* _Given instruction_: Write out every line of the material exactly as it appears.

Items from a labeling collection
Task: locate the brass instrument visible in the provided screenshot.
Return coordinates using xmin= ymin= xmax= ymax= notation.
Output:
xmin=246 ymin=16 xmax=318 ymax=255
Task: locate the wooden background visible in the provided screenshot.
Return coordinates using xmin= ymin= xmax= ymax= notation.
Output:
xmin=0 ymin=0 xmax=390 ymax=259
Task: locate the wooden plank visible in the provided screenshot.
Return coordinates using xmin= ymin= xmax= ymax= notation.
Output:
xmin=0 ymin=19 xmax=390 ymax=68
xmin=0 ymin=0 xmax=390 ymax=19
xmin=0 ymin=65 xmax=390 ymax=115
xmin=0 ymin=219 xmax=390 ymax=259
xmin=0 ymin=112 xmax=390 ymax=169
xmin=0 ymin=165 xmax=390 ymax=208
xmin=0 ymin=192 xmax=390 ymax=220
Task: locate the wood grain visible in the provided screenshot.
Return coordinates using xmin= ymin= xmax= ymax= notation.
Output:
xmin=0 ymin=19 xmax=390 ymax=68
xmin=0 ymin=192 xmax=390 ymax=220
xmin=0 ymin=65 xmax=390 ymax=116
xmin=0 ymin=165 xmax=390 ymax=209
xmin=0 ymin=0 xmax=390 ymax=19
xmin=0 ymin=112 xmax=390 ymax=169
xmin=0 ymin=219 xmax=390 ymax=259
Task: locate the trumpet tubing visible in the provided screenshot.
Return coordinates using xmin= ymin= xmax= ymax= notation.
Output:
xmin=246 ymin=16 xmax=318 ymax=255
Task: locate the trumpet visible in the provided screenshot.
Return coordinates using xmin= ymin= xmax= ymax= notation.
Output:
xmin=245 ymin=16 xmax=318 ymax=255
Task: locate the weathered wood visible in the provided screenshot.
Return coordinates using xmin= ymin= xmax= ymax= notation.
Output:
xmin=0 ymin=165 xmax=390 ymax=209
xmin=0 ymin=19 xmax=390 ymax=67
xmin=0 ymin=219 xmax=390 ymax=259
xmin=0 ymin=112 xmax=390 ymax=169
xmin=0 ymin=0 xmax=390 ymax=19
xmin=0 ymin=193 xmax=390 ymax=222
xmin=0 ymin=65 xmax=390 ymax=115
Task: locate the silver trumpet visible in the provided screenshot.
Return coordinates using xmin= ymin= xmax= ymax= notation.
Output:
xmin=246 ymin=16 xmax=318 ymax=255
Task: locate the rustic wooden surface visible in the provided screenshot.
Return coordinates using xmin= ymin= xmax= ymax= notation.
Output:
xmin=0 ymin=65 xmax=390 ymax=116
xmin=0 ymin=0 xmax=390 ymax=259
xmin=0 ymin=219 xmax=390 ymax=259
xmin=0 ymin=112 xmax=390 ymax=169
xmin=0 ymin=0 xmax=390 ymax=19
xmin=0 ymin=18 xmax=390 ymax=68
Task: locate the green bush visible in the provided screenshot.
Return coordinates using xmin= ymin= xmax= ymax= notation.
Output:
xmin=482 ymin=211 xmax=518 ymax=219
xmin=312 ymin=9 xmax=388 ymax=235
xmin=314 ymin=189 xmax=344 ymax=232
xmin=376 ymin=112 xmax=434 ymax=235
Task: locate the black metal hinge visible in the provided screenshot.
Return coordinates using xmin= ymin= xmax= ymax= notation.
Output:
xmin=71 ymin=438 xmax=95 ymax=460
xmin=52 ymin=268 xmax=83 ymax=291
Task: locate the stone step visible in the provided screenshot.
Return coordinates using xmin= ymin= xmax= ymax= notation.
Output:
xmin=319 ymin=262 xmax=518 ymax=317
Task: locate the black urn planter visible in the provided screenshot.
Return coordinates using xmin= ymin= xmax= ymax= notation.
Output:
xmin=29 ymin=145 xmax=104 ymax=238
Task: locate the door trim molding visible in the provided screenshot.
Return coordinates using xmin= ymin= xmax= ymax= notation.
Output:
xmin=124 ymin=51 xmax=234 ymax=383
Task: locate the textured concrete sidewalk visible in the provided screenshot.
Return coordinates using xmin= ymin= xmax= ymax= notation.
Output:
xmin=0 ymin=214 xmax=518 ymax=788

* _Finished answer_:
Task: locate the brass instrument visible in the provided screenshot.
Return coordinates using xmin= ymin= xmax= ymax= notation.
Output:
xmin=246 ymin=16 xmax=318 ymax=255
Task: locate the wooden background visible in the provided screenshot.
Return coordinates using xmin= ymin= xmax= ymax= notation.
Output:
xmin=0 ymin=0 xmax=390 ymax=259
Task: locate the wooden plank visible in the provided screenshot.
Return coordinates using xmin= ymin= xmax= ymax= notation.
Output:
xmin=0 ymin=19 xmax=390 ymax=68
xmin=0 ymin=0 xmax=390 ymax=19
xmin=0 ymin=65 xmax=390 ymax=115
xmin=0 ymin=219 xmax=390 ymax=259
xmin=0 ymin=112 xmax=390 ymax=169
xmin=0 ymin=165 xmax=390 ymax=208
xmin=0 ymin=192 xmax=390 ymax=220
Task: locate the wood grain visible in the provided screenshot.
Return coordinates using xmin= ymin= xmax= ymax= notation.
Output:
xmin=0 ymin=19 xmax=390 ymax=68
xmin=0 ymin=192 xmax=390 ymax=220
xmin=0 ymin=65 xmax=390 ymax=116
xmin=0 ymin=165 xmax=390 ymax=209
xmin=0 ymin=0 xmax=390 ymax=19
xmin=0 ymin=112 xmax=390 ymax=169
xmin=0 ymin=219 xmax=390 ymax=259
Task: locate the trumpet tubing visible in the provided screenshot.
Return coordinates using xmin= ymin= xmax= ymax= notation.
Output:
xmin=246 ymin=16 xmax=318 ymax=255
Task: locate the trumpet visible in the provided screenshot.
Return coordinates using xmin= ymin= xmax= ymax= notation.
Output:
xmin=245 ymin=16 xmax=318 ymax=255
Task: locate the weathered wood visible in the provided screenshot.
Return coordinates using xmin= ymin= xmax= ymax= notation.
Output:
xmin=0 ymin=165 xmax=390 ymax=209
xmin=0 ymin=19 xmax=390 ymax=67
xmin=0 ymin=219 xmax=390 ymax=259
xmin=0 ymin=112 xmax=390 ymax=169
xmin=0 ymin=0 xmax=390 ymax=19
xmin=0 ymin=193 xmax=390 ymax=222
xmin=0 ymin=65 xmax=390 ymax=115
Task: locate the silver trumpet visible in the provided screenshot.
Return coordinates using xmin= ymin= xmax= ymax= notation.
Output:
xmin=246 ymin=16 xmax=318 ymax=255
Task: locate the rustic wooden surface visible in the provided screenshot.
Return coordinates using xmin= ymin= xmax= ymax= notation.
Output:
xmin=0 ymin=65 xmax=390 ymax=116
xmin=0 ymin=0 xmax=390 ymax=259
xmin=0 ymin=219 xmax=390 ymax=259
xmin=0 ymin=112 xmax=390 ymax=169
xmin=0 ymin=0 xmax=390 ymax=19
xmin=0 ymin=18 xmax=390 ymax=68
Task: locate the green bush visible in the provided screenshot.
Return coordinates using xmin= ymin= xmax= ymax= notation.
Output:
xmin=482 ymin=211 xmax=518 ymax=219
xmin=312 ymin=9 xmax=388 ymax=235
xmin=314 ymin=189 xmax=344 ymax=232
xmin=376 ymin=112 xmax=434 ymax=235
Task: locate the black metal hinge visible in the provided screenshot.
Return coordinates using xmin= ymin= xmax= ymax= notation.
Output:
xmin=71 ymin=438 xmax=95 ymax=460
xmin=52 ymin=268 xmax=83 ymax=291
Task: locate the stone step visible in the provided screenshot.
Return coordinates using xmin= ymin= xmax= ymax= notation.
Output:
xmin=319 ymin=262 xmax=518 ymax=317
Task: locate the black urn planter visible in the provided screenshot.
Return coordinates using xmin= ymin= xmax= ymax= notation.
Output:
xmin=29 ymin=145 xmax=104 ymax=238
Task: locate the door trim molding visible in the provided screenshot.
Return coordinates using xmin= ymin= xmax= ymax= notation.
Output:
xmin=124 ymin=51 xmax=234 ymax=383
Task: locate the textured concrete sidewalk visible in the provided screenshot.
Return coordinates using xmin= ymin= xmax= ymax= notation.
Output:
xmin=0 ymin=214 xmax=518 ymax=788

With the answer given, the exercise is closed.